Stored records
*** Block opens ***

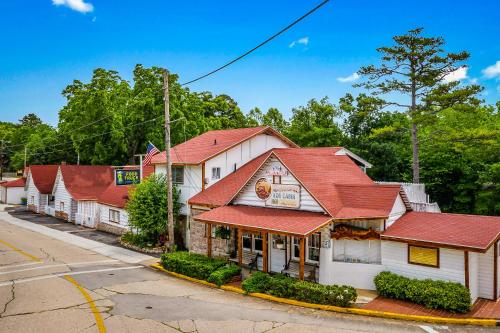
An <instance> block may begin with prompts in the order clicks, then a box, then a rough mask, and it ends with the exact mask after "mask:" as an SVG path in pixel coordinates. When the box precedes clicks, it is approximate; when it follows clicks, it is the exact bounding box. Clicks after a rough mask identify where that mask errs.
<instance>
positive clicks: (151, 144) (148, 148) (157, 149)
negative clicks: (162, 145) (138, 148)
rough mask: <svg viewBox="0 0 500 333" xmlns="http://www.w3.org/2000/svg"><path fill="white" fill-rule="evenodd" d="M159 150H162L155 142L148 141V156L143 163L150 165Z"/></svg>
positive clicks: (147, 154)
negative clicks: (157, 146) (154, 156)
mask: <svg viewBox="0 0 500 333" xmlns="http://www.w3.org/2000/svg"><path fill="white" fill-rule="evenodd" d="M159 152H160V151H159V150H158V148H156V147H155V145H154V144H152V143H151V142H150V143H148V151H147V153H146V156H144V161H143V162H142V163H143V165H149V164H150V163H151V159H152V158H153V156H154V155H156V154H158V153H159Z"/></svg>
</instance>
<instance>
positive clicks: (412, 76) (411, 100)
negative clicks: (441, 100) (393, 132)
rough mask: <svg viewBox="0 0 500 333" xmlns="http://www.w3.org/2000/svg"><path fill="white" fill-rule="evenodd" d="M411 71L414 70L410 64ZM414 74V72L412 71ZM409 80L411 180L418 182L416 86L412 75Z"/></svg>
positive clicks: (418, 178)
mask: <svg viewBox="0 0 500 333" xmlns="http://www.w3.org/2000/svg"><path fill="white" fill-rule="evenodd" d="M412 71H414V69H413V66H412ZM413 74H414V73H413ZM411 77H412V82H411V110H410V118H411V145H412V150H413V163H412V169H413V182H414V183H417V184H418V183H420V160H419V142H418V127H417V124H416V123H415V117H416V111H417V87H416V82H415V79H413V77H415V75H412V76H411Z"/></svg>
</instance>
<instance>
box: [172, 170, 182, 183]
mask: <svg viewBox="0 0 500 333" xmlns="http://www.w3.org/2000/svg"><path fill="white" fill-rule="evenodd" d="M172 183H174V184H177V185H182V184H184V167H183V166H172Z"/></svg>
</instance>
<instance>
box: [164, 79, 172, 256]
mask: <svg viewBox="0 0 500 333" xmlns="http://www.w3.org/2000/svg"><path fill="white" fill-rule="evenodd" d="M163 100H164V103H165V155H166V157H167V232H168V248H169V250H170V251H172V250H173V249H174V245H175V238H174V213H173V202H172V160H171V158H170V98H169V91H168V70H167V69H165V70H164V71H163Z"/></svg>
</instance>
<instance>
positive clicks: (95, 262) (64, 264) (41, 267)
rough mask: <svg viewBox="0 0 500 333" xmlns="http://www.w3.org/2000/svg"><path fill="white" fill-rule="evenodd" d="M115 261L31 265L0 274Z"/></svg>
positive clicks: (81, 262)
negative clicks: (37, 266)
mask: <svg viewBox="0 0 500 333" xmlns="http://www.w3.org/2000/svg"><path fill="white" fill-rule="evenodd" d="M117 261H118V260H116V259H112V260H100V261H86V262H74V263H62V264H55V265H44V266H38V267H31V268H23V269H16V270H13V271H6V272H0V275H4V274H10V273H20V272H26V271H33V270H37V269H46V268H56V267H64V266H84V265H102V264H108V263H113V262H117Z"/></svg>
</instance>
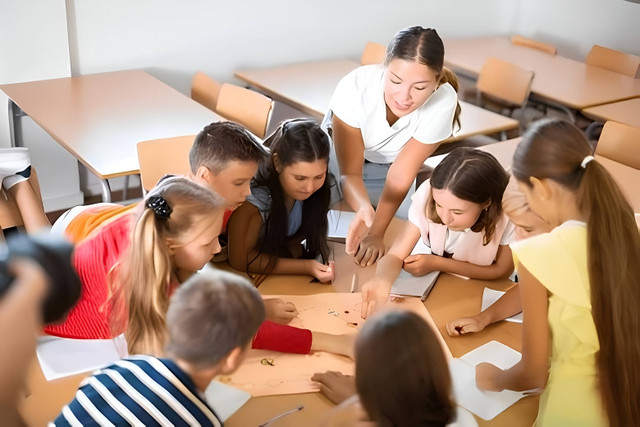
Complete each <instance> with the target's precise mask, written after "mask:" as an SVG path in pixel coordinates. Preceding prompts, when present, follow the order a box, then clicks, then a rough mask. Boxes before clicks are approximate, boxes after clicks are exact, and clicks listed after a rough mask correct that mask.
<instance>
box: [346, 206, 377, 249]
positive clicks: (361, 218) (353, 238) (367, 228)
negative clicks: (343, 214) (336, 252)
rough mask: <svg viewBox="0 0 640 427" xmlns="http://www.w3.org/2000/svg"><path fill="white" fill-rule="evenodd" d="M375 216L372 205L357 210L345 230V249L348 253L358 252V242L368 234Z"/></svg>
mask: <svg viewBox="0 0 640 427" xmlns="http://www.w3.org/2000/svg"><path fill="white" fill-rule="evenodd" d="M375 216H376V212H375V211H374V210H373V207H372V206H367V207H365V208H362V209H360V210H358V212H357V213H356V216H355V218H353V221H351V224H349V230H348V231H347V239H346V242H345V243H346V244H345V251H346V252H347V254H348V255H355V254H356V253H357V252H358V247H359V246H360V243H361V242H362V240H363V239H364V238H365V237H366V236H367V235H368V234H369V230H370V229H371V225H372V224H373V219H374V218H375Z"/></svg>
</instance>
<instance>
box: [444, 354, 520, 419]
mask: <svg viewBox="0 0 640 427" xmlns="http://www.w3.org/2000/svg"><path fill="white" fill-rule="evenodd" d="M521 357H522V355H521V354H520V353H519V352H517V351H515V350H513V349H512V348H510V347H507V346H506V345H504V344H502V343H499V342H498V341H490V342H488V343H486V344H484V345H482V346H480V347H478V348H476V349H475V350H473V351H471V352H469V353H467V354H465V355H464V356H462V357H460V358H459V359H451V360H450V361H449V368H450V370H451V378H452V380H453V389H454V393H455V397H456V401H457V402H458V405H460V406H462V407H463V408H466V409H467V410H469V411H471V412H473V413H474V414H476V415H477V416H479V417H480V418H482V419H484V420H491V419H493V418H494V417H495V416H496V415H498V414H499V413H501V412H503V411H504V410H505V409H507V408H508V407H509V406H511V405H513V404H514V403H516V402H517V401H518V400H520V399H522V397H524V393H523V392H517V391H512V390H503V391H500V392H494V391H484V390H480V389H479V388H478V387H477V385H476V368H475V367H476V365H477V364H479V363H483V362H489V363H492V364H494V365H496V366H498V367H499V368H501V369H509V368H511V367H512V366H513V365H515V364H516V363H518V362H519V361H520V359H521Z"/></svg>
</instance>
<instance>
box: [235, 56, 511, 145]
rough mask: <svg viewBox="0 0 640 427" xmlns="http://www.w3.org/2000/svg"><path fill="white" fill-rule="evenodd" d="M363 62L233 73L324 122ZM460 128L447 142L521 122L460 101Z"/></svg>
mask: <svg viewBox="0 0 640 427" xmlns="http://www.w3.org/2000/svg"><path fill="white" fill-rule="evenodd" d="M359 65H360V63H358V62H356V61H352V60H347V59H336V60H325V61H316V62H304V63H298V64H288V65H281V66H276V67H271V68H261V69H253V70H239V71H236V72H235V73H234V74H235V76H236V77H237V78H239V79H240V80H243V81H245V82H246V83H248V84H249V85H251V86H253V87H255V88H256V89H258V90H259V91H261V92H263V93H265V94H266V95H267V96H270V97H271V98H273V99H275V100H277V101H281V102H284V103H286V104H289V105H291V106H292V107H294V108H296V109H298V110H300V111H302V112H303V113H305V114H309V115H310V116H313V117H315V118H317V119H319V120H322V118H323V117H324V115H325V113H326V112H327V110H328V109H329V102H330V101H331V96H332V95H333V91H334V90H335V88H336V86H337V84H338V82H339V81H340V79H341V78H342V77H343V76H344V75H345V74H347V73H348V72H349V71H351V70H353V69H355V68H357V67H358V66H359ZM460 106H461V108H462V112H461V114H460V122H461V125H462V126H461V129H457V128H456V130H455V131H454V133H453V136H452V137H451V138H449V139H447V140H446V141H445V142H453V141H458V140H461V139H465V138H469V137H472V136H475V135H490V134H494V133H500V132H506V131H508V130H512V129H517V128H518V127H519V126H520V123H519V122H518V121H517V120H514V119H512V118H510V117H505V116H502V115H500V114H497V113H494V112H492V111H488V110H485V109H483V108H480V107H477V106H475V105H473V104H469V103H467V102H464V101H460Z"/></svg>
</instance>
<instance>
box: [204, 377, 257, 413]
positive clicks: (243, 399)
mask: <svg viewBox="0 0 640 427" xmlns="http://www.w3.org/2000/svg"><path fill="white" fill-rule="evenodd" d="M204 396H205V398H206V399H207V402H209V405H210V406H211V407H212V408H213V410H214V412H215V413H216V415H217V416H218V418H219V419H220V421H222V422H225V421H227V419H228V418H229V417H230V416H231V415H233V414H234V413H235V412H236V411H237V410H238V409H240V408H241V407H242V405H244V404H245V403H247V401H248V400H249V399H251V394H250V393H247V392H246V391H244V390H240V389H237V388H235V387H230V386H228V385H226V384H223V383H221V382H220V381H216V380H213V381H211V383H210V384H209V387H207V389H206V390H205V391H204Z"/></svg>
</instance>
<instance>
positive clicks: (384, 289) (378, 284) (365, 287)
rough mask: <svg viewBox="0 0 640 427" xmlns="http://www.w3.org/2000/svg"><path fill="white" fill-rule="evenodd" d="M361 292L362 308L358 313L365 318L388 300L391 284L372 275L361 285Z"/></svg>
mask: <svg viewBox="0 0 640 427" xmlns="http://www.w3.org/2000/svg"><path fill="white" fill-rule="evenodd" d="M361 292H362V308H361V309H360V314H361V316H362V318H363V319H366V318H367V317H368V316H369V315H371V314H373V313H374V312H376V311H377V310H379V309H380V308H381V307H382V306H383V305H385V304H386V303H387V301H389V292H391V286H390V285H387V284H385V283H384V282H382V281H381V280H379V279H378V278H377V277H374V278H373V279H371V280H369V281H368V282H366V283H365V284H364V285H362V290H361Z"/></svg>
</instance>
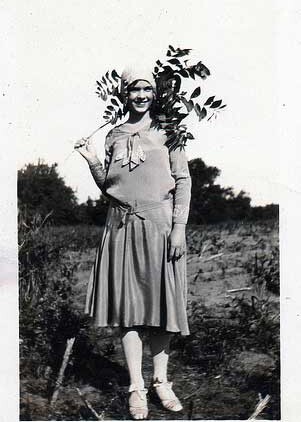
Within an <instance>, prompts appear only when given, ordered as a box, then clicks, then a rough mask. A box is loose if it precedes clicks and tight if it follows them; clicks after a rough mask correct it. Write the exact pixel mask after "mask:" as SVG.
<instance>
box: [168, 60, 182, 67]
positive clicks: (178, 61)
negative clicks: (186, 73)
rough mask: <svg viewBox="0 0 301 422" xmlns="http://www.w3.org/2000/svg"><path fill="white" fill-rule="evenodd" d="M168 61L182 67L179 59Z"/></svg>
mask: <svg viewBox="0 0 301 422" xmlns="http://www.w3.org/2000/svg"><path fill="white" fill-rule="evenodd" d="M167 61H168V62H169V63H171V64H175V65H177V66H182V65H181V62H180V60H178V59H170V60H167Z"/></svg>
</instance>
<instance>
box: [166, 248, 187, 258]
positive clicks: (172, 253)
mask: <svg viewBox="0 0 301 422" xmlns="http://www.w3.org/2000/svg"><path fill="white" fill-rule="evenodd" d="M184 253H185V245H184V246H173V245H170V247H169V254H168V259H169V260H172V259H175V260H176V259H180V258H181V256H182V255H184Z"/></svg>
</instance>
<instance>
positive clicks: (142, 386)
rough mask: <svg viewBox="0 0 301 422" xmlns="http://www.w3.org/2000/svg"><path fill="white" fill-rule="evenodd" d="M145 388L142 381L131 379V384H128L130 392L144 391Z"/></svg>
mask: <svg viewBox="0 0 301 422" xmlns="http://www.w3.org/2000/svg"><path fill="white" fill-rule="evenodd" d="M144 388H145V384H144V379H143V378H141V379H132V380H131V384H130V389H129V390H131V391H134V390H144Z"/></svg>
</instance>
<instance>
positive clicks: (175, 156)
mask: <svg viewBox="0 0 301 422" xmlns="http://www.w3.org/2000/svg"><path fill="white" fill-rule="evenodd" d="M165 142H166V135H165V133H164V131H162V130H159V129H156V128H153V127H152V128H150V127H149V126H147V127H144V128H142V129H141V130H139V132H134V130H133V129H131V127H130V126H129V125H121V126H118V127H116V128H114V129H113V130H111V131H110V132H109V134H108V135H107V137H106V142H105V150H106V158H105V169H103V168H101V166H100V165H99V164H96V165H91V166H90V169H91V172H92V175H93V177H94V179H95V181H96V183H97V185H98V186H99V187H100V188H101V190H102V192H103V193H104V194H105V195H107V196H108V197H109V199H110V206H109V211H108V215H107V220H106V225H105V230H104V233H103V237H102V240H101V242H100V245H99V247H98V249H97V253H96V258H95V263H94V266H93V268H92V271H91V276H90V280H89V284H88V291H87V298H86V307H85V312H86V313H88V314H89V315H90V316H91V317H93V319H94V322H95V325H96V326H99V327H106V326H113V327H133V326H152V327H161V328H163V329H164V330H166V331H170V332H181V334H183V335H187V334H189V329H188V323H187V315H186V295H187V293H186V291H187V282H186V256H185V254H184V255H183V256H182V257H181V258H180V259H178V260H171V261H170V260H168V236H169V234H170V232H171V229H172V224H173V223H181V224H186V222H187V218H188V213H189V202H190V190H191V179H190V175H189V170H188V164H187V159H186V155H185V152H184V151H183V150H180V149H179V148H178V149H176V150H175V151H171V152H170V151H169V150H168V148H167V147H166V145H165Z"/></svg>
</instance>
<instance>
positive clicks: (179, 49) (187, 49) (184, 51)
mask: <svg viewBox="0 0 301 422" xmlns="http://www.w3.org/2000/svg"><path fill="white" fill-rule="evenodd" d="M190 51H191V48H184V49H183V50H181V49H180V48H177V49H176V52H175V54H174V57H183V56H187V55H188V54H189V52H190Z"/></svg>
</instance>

*** Block closes ***

◆ Task item: Word for word, restate the lines above from the line containing "negative clicks: (157, 146) (154, 156)" through the line containing "71L414 70L410 64ZM414", with both included and nothing else.

◆ Expected output:
negative clicks: (157, 146) (154, 156)
mask: <svg viewBox="0 0 500 333" xmlns="http://www.w3.org/2000/svg"><path fill="white" fill-rule="evenodd" d="M159 152H160V151H159V150H158V148H156V147H155V145H154V144H152V143H151V142H150V143H148V151H147V153H146V156H144V161H143V162H142V163H143V165H149V164H150V163H151V159H152V158H153V156H154V155H156V154H158V153H159Z"/></svg>
</instance>
<instance>
positive clicks: (412, 76) (411, 100)
negative clicks: (441, 100) (393, 132)
rough mask: <svg viewBox="0 0 500 333" xmlns="http://www.w3.org/2000/svg"><path fill="white" fill-rule="evenodd" d="M411 71L414 70L410 64ZM414 74V72L412 71ZM409 80L411 180L418 182L416 86L412 75Z"/></svg>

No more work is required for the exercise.